(Reading passage Opens)

By CRU Credit Research Analyst Eduardo Tinti, from CRU’s Steelmaking Raw Materials Monitor
Last week iron ore prices increased, supported by news of mining bans in Canada and South Africa before being pulled down due to the worsening global demand outlook after the spread of the COVID-19 pandemic led governments around the world to adopt containment measures. On Tuesday, March 31, CRU assessed the 62% Fe fines price at $83.0 /t, $2 /t higher w/w.
In China, demand is starting to improve from the COVID-19 outbreak and the government measures taken to contain its spread. Integrated mills have been increasing operations, although blast furnaces’ utilization rate is still low at 76 percent. Halted EAFs are also restarting activities. As a sign of end-use recovery, steel inventories fell w/w both at mills and traders, notwithstanding still being at very high levels. Mills also have a healthy level of iron ore inventories at hand, around the 2019 average. However, iron ore inventories at ports are at a very low level, which is expected to provide some support to prices. Outside China, the situation is worsening at a fast pace as lockdowns are enforced and steel producers announce production cuts and the idling of blast furnaces in Europe, the U.S., northeast and south Asia. A worsening economic performance elsewhere may end up constraining Chinese iron ore demand further ahead as steel producers and downstream sectors that rely on exports see their demand shrink.

(Reading passage Closes)
(Source information Opens)

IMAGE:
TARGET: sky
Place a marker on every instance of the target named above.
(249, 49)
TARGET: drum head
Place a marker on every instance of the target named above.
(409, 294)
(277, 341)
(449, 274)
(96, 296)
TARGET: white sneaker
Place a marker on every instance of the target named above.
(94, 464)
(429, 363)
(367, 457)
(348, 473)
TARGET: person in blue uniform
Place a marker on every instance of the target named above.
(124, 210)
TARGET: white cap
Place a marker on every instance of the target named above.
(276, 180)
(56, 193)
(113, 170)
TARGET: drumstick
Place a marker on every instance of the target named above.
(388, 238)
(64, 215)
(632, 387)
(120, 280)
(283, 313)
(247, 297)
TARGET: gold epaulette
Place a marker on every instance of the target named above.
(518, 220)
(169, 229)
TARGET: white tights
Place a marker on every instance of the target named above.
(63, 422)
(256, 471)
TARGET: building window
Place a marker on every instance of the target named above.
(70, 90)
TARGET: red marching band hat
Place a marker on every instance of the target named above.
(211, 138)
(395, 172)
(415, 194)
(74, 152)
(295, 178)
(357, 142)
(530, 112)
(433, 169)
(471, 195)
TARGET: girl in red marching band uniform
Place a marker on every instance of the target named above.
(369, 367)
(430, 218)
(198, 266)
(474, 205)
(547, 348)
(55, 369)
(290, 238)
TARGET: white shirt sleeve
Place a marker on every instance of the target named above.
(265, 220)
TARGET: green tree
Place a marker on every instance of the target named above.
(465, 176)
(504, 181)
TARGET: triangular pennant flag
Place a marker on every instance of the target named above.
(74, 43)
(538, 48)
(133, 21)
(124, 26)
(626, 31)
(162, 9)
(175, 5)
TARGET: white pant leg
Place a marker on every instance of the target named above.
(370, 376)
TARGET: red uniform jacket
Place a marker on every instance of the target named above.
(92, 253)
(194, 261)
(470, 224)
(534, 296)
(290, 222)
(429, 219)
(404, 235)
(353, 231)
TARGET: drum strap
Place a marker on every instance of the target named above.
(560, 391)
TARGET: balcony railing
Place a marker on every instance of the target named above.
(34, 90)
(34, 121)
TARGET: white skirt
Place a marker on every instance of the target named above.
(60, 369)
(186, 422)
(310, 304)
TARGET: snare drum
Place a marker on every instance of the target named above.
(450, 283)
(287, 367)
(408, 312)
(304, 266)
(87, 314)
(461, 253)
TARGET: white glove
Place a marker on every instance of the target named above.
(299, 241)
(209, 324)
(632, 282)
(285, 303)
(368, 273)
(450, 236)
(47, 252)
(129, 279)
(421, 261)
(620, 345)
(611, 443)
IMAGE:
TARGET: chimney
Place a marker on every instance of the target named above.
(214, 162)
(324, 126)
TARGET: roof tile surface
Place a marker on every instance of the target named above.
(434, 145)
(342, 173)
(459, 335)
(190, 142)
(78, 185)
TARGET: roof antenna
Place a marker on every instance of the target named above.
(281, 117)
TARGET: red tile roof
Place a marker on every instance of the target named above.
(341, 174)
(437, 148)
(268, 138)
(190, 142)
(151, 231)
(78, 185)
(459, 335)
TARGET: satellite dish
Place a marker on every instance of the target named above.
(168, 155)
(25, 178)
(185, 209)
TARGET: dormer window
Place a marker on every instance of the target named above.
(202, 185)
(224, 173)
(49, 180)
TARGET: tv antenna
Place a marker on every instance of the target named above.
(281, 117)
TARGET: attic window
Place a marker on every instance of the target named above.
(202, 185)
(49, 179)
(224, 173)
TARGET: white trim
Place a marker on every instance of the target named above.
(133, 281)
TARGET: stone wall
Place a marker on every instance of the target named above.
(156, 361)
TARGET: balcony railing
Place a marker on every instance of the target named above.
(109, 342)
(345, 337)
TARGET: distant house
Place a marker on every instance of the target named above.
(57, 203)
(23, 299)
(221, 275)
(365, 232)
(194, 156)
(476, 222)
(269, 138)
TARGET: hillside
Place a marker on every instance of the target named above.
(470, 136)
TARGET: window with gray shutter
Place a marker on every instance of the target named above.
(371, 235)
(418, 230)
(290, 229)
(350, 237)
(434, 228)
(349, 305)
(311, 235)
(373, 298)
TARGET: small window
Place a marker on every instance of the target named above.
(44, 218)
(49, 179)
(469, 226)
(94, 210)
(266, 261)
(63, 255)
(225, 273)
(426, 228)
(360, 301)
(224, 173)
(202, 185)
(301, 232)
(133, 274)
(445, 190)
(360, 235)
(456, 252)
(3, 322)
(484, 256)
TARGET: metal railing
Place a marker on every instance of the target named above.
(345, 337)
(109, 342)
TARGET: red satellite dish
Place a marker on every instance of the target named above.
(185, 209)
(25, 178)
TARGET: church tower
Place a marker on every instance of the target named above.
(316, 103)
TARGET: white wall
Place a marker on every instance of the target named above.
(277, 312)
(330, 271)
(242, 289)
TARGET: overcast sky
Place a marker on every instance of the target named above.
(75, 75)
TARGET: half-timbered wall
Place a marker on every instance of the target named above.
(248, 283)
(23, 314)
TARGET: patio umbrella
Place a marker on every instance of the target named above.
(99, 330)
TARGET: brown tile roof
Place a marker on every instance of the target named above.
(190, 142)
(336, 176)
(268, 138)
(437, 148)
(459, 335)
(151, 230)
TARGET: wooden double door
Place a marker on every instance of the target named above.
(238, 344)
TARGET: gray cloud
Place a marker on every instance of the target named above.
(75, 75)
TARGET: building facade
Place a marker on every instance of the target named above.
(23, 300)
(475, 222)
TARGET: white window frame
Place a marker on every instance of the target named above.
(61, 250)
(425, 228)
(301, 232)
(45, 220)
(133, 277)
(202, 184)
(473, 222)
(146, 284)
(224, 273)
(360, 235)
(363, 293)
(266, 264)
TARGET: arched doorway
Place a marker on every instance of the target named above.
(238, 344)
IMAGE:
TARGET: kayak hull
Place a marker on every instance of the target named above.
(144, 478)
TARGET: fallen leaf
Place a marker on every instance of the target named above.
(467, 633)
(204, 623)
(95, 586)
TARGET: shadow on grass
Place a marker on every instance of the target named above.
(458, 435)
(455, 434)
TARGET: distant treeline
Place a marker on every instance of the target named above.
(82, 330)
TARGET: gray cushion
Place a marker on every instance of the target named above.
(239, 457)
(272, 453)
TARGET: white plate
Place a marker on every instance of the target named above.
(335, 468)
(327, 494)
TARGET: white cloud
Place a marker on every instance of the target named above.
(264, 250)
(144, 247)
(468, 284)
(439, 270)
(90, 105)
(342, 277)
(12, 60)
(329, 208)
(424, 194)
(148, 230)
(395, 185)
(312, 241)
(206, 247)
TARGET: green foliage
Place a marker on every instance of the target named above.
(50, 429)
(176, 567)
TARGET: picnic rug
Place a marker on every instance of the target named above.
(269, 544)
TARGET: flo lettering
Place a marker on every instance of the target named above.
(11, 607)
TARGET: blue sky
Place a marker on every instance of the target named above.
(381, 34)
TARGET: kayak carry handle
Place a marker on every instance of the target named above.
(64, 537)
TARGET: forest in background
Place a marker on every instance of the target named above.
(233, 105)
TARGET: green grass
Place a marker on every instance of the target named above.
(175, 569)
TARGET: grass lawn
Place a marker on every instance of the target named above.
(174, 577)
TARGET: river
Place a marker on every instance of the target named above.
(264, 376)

(Source information Closes)

## What to do
a - In the iron ore market report, what was CRU's assessed price for 62% Fe fines on Tuesday, March 31?
b - Take the iron ore market report further, picking up right after its last sentence.

## Answers per task
a - $83.0 /t

b -
Meanwhile, seaborne supply was stable w/w. Australian shipments remained robust despite falling w/w while Brazilian exports rose thanks to mild rains throughout the country. Looking ahead, supply from major producers is expected to improve in the absence of new cyclones in Australia and as rains ease in southeastern Brazil. At the same time, the mining restrictions announced in Canada and South Africa last week were revised and iron ore mines will be allowed to operate, though at a reduced rate.
Oil prices fell further last week, assessed at $23 /bbl on March 30. This contributes to reducing freight rates and keeping iron ore production costs low.
Looking ahead, we expect low iron ore stocks at Chinese ports and rising steel production in the country to support prices. At the same time, seaborne supply has not been largely affected by COVID-19 containment measures as of yet and is expected to improve through the coming weeks as Brazilian production is less impacted by rains. The deterioration of the economic outlook outside China will reduce iron ore demand elsewhere and affect market sentiments, representing a downward risk to prices. Within these trends pointing to different directions, we expect iron ore prices to remain stable in the coming week.